▸ Text shown
%%
Sunday, June 22, 2014

Black Creek

  I've been thinking of "home" in recent times. I've traveled a lot in my later years. Honolulu, (beautiful place) Colorado Springs (to cold for my southern blood, but my son was born there) Tuscaloosa, Alabama (it's Alabama, it's southern, I live and work here but it's not "home." ) 

Where is home? Where you are born? Where you grew up? Where you got your first kiss or your first crush? In that case it would be Gadsden, Alabama and more specifically Walnut Park in Gadsden for me. Where you remember family and going to church and ball games? Attalla, Alabama and Altoona, Alabama for me. Still it's all in Etowah County. But, I've thought about home recently. It's Sunday afternoon and I was on the "Welcome to Gadsden" facebook page. Looking at pictures of Black Creek and Nocculula Falls. I should have known. Throw an old county slow dance song on the old stero on Stonewall Avenue and let me head out the door because my mother will start singing along with Loretta Lynn any minute now. ;-)

I was talking with a friend several years ago. He is from Gadsden but not from Alabama City. He said the people  from that area and especially from Walnut Park talk about it with fondness. A fondness that seems a little more intense than the way some people talk about the old neighborhoods they grew up in. But, all of us remember the days of our childhood no matter where we grew up. I have some good memories of Altoona, Alabama too. I remember going up to Prince's Drug Store (soda fountain, tables and chairs, classic) and looking at comic books and going next door and getting an ice cream cone and heading back to my grandparents house to eat my ice cream and read my comic book.

We lived all over Walnut Park. I remember taking my wife and touring the old neighborhood before we got married. We started on Chester Street. I said I lived there and right next door and my grandparents  lived there and right across the street. Then we headed on up to the corner of Chester and Stonewall and I said I lived right there. My best and oldest friends lived right over there where we just passed. Their neighbors that we played with lived right there. We headed down Stonewall and I said I lived there and then there. Wow, she said. You lived all over this neighborhood.
%%
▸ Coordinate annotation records
%%
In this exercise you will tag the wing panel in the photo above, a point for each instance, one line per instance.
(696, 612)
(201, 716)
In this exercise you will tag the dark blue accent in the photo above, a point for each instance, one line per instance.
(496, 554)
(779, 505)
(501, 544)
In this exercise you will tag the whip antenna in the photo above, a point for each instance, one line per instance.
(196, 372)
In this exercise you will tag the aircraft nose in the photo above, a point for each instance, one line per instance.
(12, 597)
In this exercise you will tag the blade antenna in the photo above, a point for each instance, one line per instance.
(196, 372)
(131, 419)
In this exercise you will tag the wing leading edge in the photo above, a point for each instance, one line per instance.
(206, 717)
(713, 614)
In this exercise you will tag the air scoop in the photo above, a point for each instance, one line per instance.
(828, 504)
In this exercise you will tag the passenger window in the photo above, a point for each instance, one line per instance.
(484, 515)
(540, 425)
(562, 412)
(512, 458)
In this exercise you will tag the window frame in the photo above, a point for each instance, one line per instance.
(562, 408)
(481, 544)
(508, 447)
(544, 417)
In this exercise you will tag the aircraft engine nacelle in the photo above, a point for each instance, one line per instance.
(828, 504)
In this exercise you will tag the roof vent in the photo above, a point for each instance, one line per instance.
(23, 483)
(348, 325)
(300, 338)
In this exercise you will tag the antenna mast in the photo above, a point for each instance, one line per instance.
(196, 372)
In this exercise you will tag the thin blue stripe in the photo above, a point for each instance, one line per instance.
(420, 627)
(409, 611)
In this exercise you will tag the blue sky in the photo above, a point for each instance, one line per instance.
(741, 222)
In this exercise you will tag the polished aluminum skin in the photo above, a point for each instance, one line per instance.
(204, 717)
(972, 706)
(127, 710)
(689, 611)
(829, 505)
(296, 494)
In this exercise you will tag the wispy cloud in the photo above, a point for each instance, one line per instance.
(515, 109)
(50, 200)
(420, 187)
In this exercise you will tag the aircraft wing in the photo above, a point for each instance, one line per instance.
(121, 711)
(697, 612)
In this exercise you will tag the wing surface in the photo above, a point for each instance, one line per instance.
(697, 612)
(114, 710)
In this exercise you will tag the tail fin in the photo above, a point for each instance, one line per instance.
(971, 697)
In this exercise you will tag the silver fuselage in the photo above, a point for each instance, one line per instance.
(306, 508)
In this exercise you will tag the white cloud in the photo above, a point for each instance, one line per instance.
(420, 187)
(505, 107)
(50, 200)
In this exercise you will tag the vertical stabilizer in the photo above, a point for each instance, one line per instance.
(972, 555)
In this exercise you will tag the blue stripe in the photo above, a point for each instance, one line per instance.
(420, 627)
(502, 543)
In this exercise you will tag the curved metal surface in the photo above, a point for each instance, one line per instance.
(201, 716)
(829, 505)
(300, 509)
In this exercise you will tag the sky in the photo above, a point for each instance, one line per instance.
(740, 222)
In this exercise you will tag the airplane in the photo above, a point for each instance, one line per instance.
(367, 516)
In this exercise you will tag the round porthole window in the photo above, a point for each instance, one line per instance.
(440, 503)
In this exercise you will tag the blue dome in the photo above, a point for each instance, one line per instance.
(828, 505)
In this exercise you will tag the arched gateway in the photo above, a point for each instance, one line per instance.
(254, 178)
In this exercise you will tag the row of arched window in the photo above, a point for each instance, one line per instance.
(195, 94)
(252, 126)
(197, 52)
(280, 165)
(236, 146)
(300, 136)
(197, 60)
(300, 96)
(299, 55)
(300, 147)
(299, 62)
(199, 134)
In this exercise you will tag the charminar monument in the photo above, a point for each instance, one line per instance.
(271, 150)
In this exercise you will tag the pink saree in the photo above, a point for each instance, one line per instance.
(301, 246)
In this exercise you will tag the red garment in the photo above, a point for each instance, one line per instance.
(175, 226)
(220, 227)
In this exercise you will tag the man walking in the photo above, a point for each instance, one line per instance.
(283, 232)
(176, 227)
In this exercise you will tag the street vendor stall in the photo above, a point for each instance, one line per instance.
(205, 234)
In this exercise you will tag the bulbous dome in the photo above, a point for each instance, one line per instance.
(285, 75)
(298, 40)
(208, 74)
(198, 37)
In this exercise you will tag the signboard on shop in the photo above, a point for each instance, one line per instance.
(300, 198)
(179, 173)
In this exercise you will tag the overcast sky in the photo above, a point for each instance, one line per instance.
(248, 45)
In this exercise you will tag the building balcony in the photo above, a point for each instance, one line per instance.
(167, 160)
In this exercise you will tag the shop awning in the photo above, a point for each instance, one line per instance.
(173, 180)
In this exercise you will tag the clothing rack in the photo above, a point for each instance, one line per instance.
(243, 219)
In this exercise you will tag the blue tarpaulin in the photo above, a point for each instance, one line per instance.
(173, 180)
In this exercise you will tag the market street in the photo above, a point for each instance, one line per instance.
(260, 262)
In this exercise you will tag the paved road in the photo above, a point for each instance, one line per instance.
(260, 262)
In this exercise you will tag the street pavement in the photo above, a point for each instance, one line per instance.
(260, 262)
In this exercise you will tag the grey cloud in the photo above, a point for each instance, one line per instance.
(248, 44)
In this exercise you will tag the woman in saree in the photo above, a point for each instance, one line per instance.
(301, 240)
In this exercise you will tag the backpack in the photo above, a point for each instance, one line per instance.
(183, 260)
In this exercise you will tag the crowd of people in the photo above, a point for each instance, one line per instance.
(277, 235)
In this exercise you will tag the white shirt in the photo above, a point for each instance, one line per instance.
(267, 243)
%%
▸ Written request
Continue the blog post above about home and growing up in Walnut Park, starting right after its last sentence.

▸ Response
My stepdads parents lived on Webster Street. I walked to school sometime because back then walking to Walnut Park Elementary was not a big deal. My friend tells the story of getting sick at school one day. They let him walk home because he didn't feel well. No endless forms or phone calls or even worries. Just "go home." Much different time and place.

Black Creek: We lived on the Alabama City or Emma Sansom side of Black Creek. The snooty Gadsden folks lived on the other side. ;-) I transfered to West End my sophomore year and graduated in 1976. I missed a lot of the old classmates that went on and graduated from Sansom. But, I also met a lot of cool people at West End. Like I said it's all home to me now all these years later.

I am just in one of those nostalgic moods today. I think about the people that I've known and the people that have gone on and the people that I miss. I used to read more fiction than non fiction but I don't read as much these days. I still read non fiction and will on occasion pick up a novel. I remember something Dean Koontz wrote for one of his characters. He wrote "The only way back is to go forward." Something along those lines it's not a perfect quote. But, it has stuck with me and I like the idea. Why?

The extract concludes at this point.